DOCUMENT SECTION:

[Start]

By Vivien Lou Chen
‘The dollar’s brand has been tarnished,’ says strategist Marc Chandler, reiterating a theme from April when tariffs shook financial markets
The U.S. dollar has depreciated against major peers over much of 2025, largely as a result of investors’ decisions to hedge their risks against the currency.
The U.S. dollar has weakened over much of the year in a sign of possible threats to its global standing. Meanwhile, gold is having its day in the sun, rising above $4,000 an ounce for the first time on Tuesday and poised for what some analysts think will be levels near $5,000 by the end of 2026.
The U.S. currency’s depreciation against major peers since January has more to do with investors’ willingness to hedge the risks of a depreciating American currency, and less to do with a choice to sell all U.S. assets, according to Marc Chandler, a strategist and managing director at Bannockburn Capital Markets in New York. This distinction is important because it points to a more cyclical reason behind the dollar’s decline, rather than a longer-lasting structural issue.

[End]

DATA SECTION:
[Start]

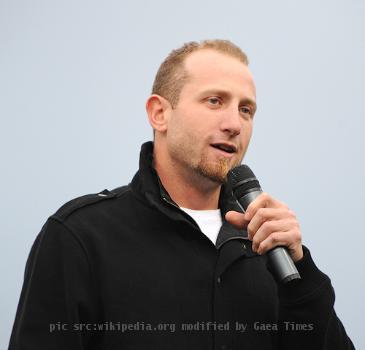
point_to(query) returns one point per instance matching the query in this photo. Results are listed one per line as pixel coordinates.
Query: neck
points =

[End]
[Start]

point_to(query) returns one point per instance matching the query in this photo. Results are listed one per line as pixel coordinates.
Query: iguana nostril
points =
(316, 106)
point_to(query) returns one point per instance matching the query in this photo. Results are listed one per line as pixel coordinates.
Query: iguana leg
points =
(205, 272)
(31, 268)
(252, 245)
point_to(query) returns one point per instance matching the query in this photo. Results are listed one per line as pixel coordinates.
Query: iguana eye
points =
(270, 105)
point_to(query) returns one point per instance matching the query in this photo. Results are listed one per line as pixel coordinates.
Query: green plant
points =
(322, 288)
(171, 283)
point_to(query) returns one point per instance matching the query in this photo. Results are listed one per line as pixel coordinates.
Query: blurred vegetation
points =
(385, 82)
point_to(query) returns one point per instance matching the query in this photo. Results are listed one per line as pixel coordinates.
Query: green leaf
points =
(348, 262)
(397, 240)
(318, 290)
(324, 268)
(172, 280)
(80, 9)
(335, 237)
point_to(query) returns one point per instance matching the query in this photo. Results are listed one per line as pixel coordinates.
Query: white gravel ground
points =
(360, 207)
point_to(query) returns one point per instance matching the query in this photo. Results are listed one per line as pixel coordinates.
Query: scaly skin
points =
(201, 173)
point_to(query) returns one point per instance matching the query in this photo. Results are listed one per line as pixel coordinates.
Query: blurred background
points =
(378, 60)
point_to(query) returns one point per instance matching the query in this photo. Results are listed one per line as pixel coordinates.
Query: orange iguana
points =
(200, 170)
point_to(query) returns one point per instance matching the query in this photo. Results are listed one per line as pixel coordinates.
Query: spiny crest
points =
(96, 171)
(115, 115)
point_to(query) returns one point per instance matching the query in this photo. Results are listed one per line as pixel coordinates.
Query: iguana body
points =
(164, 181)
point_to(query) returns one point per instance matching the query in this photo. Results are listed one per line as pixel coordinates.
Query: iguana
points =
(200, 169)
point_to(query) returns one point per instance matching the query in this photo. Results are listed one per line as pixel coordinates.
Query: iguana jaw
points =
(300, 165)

[End]
[Start]

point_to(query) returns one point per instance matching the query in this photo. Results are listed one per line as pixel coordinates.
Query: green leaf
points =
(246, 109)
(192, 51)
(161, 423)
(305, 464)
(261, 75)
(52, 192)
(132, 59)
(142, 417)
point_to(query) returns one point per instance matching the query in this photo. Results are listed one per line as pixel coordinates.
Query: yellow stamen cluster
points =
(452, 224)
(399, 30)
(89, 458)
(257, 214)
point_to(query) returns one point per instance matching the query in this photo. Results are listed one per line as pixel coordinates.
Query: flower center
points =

[End]

WORK TO BE COMPLETED:
Reproduce, word for word, the stretch of the article on the dollar from "By Vivien Lou" through "against the currency.". The entries above have no part in this.

ANSWER TO THIS EXERCISE:
By Vivien Lou Chen
‘The dollar’s brand has been tarnished,’ says strategist Marc Chandler, reiterating a theme from April when tariffs shook financial markets
The U.S. dollar has depreciated against major peers over much of 2025, largely as a result of investors’ decisions to hedge their risks against the currency.